**EXERCISE:**
Start at the line containing "In the picture above, where can the green" and go through the final line of the records below. Convert those lines into a numbered list and omit any blank lines.

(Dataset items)
═══
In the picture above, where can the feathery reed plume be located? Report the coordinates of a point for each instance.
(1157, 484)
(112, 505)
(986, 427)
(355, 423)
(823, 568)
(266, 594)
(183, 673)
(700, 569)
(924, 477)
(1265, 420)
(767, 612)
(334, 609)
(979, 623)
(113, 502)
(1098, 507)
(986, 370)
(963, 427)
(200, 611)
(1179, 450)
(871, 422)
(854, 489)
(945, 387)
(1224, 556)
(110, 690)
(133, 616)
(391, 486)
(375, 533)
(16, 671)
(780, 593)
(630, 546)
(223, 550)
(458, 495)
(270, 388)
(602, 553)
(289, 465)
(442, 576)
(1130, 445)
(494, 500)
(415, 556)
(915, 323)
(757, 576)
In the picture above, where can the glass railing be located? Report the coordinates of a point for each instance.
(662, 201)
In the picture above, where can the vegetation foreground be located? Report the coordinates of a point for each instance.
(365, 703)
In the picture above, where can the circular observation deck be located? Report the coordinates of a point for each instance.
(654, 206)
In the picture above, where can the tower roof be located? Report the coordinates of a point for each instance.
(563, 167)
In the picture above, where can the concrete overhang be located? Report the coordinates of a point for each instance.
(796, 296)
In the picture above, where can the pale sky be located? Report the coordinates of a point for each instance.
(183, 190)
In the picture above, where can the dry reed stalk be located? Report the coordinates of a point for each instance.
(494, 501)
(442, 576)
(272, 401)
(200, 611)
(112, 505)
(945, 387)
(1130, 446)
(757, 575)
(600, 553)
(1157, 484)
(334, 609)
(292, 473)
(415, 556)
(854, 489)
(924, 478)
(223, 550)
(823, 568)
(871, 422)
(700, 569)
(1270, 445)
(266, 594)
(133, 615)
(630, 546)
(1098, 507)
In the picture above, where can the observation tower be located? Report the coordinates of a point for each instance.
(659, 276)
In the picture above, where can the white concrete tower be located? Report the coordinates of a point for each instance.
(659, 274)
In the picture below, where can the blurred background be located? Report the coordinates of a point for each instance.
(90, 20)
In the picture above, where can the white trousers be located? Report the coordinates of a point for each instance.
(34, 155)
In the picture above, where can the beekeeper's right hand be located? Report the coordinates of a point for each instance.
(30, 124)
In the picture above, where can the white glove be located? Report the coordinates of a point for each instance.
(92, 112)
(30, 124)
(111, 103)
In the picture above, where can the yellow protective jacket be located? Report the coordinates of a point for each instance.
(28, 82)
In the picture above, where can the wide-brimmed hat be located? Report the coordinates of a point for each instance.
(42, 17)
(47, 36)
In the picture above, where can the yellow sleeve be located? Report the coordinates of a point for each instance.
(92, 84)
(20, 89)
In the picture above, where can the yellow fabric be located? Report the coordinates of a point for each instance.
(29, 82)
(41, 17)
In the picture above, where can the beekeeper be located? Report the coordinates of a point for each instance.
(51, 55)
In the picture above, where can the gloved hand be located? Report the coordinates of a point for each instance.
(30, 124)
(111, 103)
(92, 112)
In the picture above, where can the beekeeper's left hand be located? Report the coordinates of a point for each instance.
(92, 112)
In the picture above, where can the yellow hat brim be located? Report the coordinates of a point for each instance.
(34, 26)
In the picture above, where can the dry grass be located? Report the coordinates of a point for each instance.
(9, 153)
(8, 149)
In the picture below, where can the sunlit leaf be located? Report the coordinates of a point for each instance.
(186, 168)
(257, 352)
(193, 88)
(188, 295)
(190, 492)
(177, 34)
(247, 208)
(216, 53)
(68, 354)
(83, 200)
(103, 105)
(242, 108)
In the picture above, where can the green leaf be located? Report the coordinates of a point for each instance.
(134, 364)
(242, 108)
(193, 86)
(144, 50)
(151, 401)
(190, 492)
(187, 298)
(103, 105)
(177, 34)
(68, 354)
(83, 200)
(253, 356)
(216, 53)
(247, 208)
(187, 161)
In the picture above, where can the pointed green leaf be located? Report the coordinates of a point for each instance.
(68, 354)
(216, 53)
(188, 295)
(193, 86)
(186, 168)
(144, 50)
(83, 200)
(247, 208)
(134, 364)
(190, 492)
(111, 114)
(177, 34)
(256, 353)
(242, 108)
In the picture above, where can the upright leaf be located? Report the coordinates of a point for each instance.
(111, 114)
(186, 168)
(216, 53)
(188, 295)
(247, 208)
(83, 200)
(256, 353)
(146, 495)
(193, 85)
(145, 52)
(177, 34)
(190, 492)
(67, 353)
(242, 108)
═══
**RESPONSE TO THIS TASK:**
1. In the picture above, where can the green leaf be located? Report the coordinates of a point for each instance.
2. (134, 364)
3. (242, 108)
4. (193, 86)
5. (144, 50)
6. (151, 401)
7. (190, 492)
8. (187, 298)
9. (103, 105)
10. (177, 34)
11. (68, 354)
12. (83, 200)
13. (253, 356)
14. (216, 53)
15. (247, 208)
16. (187, 161)
17. In the picture above, where can the pointed green leaf be located? Report the coordinates of a point for each instance.
18. (68, 354)
19. (216, 53)
20. (188, 295)
21. (193, 86)
22. (186, 168)
23. (144, 50)
24. (83, 200)
25. (247, 208)
26. (134, 364)
27. (190, 492)
28. (111, 114)
29. (177, 34)
30. (256, 353)
31. (242, 108)
32. In the picture above, where can the upright leaf be located? Report the coordinates of a point for each instance.
33. (111, 114)
34. (186, 168)
35. (216, 53)
36. (188, 295)
37. (247, 208)
38. (83, 200)
39. (256, 353)
40. (146, 495)
41. (193, 85)
42. (145, 52)
43. (177, 34)
44. (190, 492)
45. (67, 353)
46. (242, 108)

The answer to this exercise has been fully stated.